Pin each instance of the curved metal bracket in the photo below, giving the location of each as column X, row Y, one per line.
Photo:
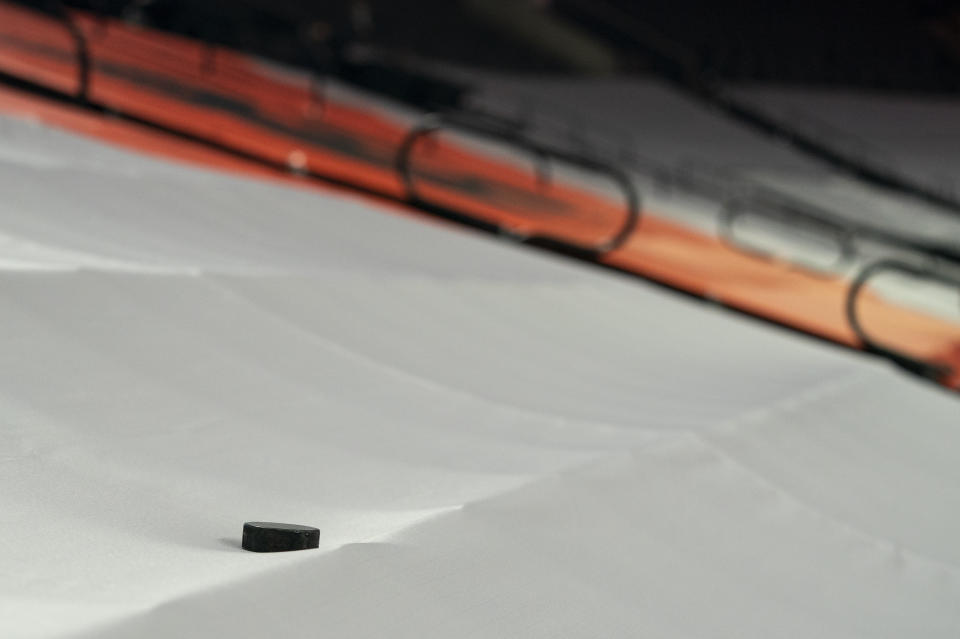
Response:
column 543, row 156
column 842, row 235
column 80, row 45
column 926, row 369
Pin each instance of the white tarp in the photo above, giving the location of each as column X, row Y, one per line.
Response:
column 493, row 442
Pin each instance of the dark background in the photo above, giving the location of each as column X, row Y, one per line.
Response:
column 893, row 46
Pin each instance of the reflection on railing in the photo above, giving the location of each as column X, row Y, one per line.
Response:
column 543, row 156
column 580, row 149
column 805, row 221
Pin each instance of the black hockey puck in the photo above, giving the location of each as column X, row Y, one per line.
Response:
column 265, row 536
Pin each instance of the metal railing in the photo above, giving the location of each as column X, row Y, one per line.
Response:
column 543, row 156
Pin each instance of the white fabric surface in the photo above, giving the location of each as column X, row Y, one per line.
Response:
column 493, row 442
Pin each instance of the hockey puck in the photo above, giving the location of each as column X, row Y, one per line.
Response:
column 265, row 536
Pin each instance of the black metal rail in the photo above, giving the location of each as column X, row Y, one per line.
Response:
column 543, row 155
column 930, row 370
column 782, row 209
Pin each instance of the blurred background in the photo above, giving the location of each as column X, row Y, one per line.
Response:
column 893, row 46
++++++++++
Stated problem >> Copy every row above word for word, leaving out the picture.

Written answer >>
Pin each instance of the curved metal bracket in the photo below, giving the location of each as column X, row Y, one per line.
Photo:
Response:
column 543, row 156
column 842, row 235
column 80, row 45
column 926, row 369
Pin each instance of the white tarp in the photo above, giving the location of each as column X, row Y, one per line.
Response:
column 493, row 442
Pin each instance of the dark background in the photo above, giving the location of each as column X, row Y, one per line.
Response:
column 893, row 46
Pin each instance of the reflection on railing in the photo above, giving the location of each as column X, row Y, one per line.
Response:
column 543, row 156
column 580, row 149
column 805, row 221
Pin each instance of the black hockey puck in the photo above, giving the location of each as column X, row Y, one per line.
Response:
column 265, row 536
Pin each instance of the metal railing in the photo above, giving the location of each as column X, row Y, one per line.
Response:
column 543, row 156
Pin each instance of the white fabric surface in the photo above, giving the location of each as column X, row Y, one per line.
Response:
column 493, row 442
Pin each instance of the hockey puck in the photo above, giving the location of each as column X, row Y, one per line.
Response:
column 265, row 536
Pin each instance of the black metal rail in the photo above, giving the location of each as column X, row Y, one per line.
Response:
column 543, row 155
column 930, row 370
column 782, row 209
Pin each instance of the blurred background in the photo above, giving the location of each as column X, row Y, one per line.
Response:
column 893, row 46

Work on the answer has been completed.